# 수행할 작업
아래 목록에서 "every"라는 단어가 포함된 줄만 걸러 내어 옮겨 적으십시오. 대소문자는 구분합니다.

# 처리할 데이터
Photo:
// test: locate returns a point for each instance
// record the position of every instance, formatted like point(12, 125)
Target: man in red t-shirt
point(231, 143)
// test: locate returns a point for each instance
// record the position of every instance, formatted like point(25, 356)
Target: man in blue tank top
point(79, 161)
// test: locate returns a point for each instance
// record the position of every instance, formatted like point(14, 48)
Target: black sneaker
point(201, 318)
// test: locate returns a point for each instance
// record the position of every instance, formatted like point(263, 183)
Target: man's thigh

...

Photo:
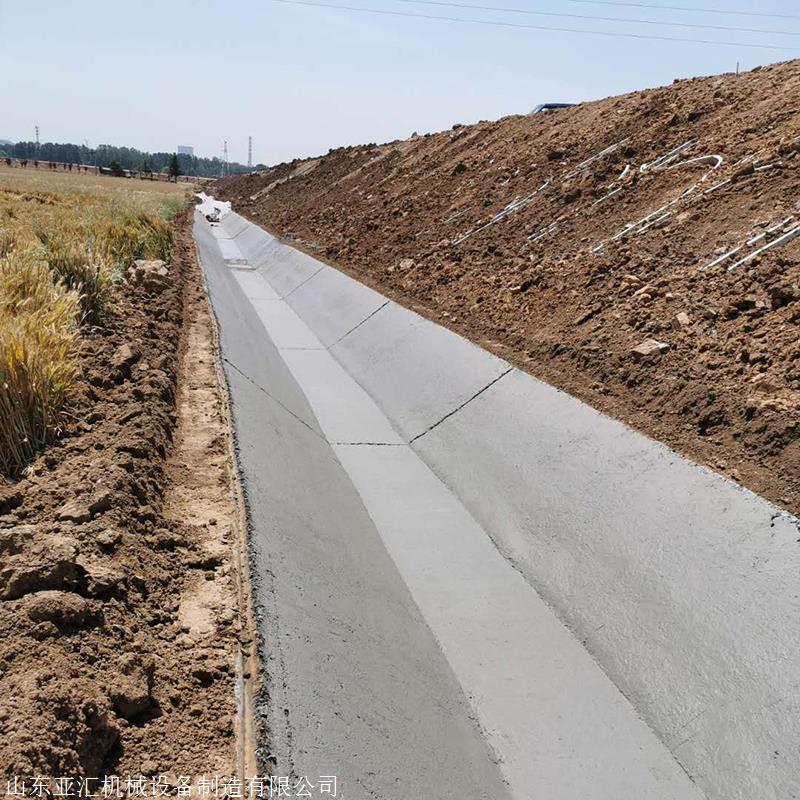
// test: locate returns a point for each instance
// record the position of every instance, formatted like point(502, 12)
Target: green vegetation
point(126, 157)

# 예상 답안
// record the position of every instance, formatted like point(12, 125)
// record the position of every instance, formatted like point(25, 356)
// record the position of every instance, formatted like point(14, 48)
// record the position of every instance, formatted like point(263, 183)
// record the position of every instance, formatted like point(502, 12)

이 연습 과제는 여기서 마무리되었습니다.